TEXTE FOURNI:
-- -- --

Les organisations plus grandes, qui avaient plusieurs décennies d’expérience, vécurent la nouvelle législation comme un véritable boost : celles qui avaient su profiter des cofinancements européens pouvaient se livrer à des montages financiers impressionnants, qui pouvaient rendre jaloux les confrères et consoeurs des pays voisins ; celles qui n’avaient pas envie à se livrer à la très lourde machine bureaucratique bruxelloise, pouvaient profiter d’un système de cofinancement plus flexible et surtout à plus petite échelle.

A cela s’ajoutait une politique volontariste des gouvernements successifs pour atteindre le fameux objectif des 0,7% d’aide publique au développement par rapport au revenu national brut. Une promesse que les pays industriels avaient avancée en 1970 et qu’ils voulaient atteindre en 1980. Le Luxembourg, venant de très loin, y arriva au pas de course au début des années 2000 – donc avec 20 ans de retard sur le calendrier initial.

Le bénévolat professionnalisé

Cette dynamique de croissance des budgets réservés à la coopération profita aussi aux ONGD. Cela leur a permis à se professionnaliser – même si le bénévolat continue à jouer un rôle important dans le monde des ONGD luxembourgeois – et à devenir des acteurs compétents et reconnus. L’«éducation au développement», donc le travail de sensibilisation et d’information sur les questions de développement, commençait aussi à profiter de financements publics, permettant à leur tour une professionnalisation, même si les moyens budgétaires mis à disposition des ONGD restent en-deçà de ce qui serait nécessaire pour fournir un travail comparable à celui qui a été mis en place en matière de sensibilisation et d’éducation en matière d’environnement – l’autre composante de ce qu’on appelle de nos jours l’éducation au développement durable.

A l’heure ou nous vivons une forte mobilisation des jeunes autour de la question du changement climatique, il faut se rappeler que le sommet des Nations Unies sur l’environnement de Rio en 19925 a été un sorte de tournant à plusieurs égards pour les ONG – de développement mais aussi celles orientées vers les questions d’environnement. Pour cette première et importante réunion internationale après la chute du mur de Berlin, le gouvernement luxembourgeois avait décidé – très tard il est vrai – d’intégrer, pour la première fois, des représentant.e.s de la « société civile » dans la délégation officielle. Il avait même été tenté de publier un rapport commun dressant le bilan de la situation dans notre pays et listant les propositions à soumettre au sommet comme contribution du Luxembourg dans la lutte contre le changement climatique et pour la protection de la biodiversité.

-- -- --

DONNÉES:

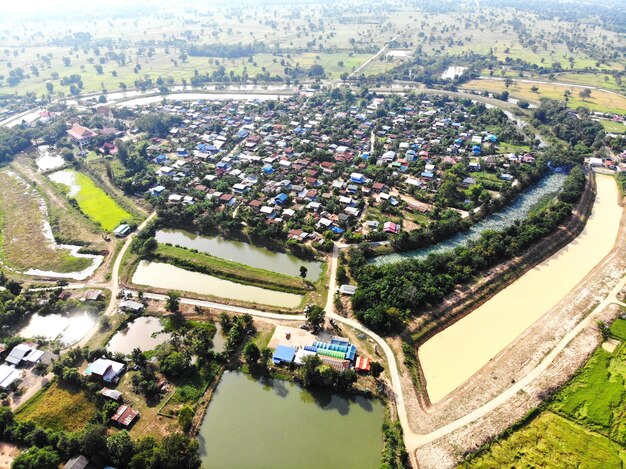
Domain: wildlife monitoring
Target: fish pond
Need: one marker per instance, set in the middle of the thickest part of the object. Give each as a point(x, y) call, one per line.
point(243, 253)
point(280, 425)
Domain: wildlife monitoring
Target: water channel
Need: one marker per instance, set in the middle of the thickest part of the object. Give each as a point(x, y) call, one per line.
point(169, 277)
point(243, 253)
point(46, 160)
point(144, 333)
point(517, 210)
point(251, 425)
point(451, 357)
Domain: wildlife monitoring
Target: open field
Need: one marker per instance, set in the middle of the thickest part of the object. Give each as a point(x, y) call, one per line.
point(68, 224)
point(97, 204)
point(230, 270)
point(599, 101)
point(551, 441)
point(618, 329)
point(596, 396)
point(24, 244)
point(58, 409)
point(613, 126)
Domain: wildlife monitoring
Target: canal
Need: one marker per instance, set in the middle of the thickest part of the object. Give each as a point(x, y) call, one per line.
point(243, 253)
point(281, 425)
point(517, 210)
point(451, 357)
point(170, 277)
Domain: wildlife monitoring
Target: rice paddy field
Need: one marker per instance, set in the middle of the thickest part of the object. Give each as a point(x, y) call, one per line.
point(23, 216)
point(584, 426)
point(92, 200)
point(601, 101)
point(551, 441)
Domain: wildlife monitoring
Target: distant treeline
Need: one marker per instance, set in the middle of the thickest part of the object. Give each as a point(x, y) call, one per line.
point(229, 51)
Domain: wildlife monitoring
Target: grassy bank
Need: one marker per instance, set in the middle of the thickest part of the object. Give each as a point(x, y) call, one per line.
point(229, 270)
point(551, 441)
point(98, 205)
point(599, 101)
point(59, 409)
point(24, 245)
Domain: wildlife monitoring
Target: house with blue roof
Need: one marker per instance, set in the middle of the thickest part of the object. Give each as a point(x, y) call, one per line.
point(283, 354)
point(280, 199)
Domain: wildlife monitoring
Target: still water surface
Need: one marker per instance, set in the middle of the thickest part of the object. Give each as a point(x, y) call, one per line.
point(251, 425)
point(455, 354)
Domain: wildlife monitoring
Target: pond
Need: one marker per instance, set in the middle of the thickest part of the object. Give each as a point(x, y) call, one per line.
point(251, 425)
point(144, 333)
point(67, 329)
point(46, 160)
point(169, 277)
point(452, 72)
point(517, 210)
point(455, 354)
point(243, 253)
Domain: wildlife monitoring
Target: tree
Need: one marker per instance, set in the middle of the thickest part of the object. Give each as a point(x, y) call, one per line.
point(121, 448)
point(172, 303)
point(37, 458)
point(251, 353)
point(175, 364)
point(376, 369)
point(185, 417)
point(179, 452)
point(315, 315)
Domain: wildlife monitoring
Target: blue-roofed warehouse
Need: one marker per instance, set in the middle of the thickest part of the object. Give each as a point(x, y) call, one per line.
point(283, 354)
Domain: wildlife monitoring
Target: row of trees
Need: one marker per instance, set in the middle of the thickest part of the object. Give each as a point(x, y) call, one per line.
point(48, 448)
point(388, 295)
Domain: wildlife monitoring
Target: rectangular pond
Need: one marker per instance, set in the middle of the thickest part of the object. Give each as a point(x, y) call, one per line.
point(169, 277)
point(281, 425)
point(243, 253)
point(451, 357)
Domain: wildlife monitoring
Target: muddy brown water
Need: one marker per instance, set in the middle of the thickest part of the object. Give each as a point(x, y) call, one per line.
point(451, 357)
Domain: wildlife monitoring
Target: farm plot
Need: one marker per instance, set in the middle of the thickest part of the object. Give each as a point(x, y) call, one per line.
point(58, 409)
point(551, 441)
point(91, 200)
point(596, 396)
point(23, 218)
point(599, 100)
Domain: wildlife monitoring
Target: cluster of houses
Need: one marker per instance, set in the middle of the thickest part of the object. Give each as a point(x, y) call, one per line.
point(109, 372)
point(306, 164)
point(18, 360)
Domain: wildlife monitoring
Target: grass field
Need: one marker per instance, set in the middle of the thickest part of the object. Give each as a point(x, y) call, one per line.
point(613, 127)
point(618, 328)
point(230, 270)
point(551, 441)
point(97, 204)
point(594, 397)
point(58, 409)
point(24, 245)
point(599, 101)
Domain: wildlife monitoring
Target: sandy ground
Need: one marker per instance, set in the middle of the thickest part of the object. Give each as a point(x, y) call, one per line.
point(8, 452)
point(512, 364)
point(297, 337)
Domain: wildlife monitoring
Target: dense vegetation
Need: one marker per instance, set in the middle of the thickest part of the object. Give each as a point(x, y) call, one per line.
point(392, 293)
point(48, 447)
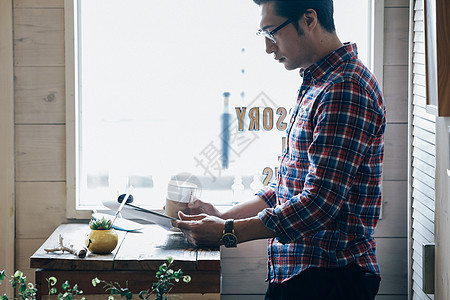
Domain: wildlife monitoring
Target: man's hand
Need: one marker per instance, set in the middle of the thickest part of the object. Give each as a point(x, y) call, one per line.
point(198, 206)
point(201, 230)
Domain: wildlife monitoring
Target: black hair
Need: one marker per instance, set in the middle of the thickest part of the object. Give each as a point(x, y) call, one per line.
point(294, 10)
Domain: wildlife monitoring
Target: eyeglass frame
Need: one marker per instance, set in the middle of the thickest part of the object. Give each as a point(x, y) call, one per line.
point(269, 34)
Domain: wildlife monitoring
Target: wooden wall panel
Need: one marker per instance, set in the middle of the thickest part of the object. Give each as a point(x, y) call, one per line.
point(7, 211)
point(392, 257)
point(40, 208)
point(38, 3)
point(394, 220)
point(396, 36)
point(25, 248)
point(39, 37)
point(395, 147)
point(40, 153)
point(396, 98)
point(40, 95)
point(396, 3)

-- -- --

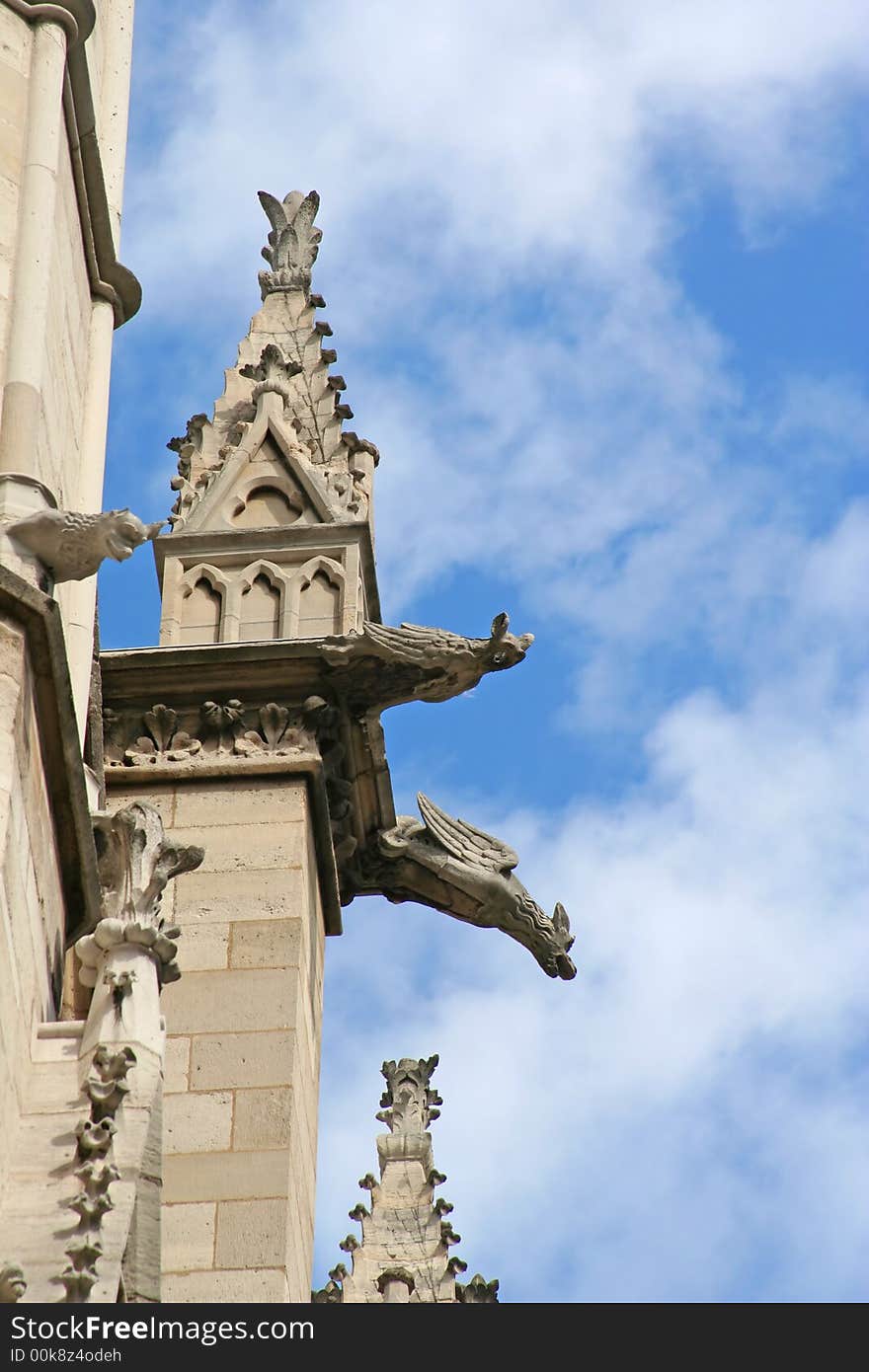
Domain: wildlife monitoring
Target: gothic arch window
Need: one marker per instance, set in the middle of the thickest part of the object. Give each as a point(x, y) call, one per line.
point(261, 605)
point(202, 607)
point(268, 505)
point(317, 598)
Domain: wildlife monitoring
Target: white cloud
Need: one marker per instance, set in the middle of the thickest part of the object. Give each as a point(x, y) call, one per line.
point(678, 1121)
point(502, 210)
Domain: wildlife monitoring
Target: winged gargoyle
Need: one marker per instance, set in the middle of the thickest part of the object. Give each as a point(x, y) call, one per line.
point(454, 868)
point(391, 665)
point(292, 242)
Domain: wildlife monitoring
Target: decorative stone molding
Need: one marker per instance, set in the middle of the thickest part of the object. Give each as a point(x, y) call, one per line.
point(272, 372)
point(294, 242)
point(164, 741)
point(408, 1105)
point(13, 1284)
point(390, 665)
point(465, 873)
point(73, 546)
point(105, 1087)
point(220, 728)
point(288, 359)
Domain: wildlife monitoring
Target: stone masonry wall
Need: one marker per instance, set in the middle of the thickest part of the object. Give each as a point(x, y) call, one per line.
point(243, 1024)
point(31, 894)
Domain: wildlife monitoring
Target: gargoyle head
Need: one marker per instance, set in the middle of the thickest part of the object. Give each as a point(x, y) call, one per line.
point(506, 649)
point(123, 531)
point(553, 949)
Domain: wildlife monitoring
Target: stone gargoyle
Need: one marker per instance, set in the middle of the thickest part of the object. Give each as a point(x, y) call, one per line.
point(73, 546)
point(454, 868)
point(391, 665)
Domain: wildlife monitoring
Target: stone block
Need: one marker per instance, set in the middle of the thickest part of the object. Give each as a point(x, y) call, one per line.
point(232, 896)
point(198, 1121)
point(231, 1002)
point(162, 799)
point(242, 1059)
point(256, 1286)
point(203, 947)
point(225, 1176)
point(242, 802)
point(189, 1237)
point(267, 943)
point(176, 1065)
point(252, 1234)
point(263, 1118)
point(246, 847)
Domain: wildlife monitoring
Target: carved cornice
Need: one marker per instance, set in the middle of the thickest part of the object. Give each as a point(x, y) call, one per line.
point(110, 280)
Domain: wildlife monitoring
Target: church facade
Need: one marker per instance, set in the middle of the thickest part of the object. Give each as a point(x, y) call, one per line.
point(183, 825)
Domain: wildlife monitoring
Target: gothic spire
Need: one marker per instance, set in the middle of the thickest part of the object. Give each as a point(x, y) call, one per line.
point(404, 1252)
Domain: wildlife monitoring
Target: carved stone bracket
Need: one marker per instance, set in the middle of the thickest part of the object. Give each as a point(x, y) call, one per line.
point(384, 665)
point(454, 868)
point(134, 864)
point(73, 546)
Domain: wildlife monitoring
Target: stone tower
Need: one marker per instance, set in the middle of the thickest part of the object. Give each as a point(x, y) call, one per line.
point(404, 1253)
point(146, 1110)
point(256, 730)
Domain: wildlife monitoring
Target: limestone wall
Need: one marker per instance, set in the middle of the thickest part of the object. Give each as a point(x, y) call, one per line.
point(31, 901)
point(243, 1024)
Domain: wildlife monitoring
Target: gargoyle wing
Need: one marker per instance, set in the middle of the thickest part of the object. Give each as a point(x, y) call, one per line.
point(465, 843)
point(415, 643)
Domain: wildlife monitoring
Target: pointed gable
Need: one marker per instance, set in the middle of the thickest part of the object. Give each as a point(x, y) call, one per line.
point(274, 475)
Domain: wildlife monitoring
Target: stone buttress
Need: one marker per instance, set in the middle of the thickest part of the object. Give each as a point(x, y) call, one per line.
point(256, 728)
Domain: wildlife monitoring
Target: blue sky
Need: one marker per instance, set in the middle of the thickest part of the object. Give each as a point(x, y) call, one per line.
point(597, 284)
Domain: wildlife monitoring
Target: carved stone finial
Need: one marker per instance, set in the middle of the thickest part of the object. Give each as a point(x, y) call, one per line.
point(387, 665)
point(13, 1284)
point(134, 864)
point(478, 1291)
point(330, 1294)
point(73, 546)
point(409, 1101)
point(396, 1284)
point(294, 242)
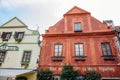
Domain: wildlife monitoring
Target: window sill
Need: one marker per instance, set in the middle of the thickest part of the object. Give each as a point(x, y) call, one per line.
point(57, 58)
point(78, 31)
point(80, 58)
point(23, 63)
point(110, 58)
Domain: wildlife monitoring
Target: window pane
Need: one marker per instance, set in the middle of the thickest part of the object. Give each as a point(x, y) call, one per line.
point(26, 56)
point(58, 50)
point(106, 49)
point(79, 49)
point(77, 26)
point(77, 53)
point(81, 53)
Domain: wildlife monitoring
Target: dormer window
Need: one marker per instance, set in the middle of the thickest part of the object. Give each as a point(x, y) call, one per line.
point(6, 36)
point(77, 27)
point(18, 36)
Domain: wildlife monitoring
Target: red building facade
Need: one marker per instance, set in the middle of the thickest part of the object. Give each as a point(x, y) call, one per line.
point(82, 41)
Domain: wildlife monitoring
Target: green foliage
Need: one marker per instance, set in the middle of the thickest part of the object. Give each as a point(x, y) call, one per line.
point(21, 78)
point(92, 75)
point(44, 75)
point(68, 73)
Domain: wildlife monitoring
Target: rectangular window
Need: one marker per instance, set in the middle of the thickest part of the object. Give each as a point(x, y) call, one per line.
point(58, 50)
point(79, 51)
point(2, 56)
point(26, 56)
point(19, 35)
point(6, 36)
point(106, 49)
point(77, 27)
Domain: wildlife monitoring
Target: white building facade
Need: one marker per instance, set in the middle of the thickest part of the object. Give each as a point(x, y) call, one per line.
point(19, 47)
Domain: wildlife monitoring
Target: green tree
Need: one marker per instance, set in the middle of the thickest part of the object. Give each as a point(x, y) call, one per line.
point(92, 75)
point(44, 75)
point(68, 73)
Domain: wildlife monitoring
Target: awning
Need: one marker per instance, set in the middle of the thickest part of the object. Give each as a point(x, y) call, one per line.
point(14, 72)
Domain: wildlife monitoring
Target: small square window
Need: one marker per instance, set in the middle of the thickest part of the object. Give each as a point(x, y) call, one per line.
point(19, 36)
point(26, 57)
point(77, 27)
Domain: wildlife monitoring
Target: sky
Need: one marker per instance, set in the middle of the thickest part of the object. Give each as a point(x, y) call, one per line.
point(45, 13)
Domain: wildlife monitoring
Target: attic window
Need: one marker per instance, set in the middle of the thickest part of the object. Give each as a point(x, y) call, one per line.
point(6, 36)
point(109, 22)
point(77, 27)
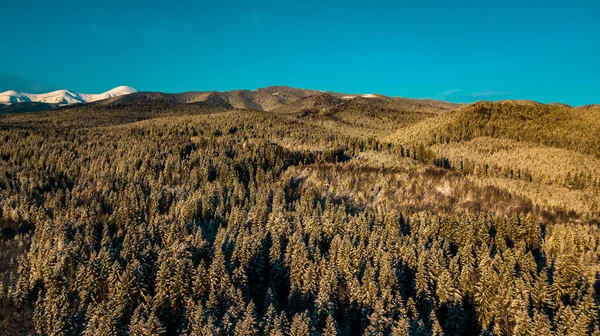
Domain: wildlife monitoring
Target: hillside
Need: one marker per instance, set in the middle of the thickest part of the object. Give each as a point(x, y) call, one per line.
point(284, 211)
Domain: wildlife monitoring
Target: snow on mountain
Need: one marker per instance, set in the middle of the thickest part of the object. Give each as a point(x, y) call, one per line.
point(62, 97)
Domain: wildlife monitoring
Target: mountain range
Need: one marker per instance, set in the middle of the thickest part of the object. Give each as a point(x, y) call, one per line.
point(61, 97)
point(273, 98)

-- -- --

TÂCHES À RÉALISER:
- 1) Reproduisez tel quel le passage du texte fourni qui débute aux mots « Cette dynamique de » et se termine après « au développement durable. ».
- 2) Relevez tous les noms propres de lieux (villes ou pays) cités dans le texte fourni, sans compter les adjectifs qui en dérivent.

RÉPONSES PAR TÂCHE:
- 1)
Cette dynamique de croissance des budgets réservés à la coopération profita aussi aux ONGD. Cela leur a permis à se professionnaliser – même si le bénévolat continue à jouer un rôle important dans le monde des ONGD luxembourgeois – et à devenir des acteurs compétents et reconnus. L’«éducation au développement», donc le travail de sensibilisation et d’information sur les questions de développement, commençait aussi à profiter de financements publics, permettant à leur tour une professionnalisation, même si les moyens budgétaires mis à disposition des ONGD restent en-deçà de ce qui serait nécessaire pour fournir un travail comparable à celui qui a été mis en place en matière de sensibilisation et d’éducation en matière d’environnement – l’autre composante de ce qu’on appelle de nos jours l’éducation au développement durable.

- 2) Luxembourg, Rio, Berlin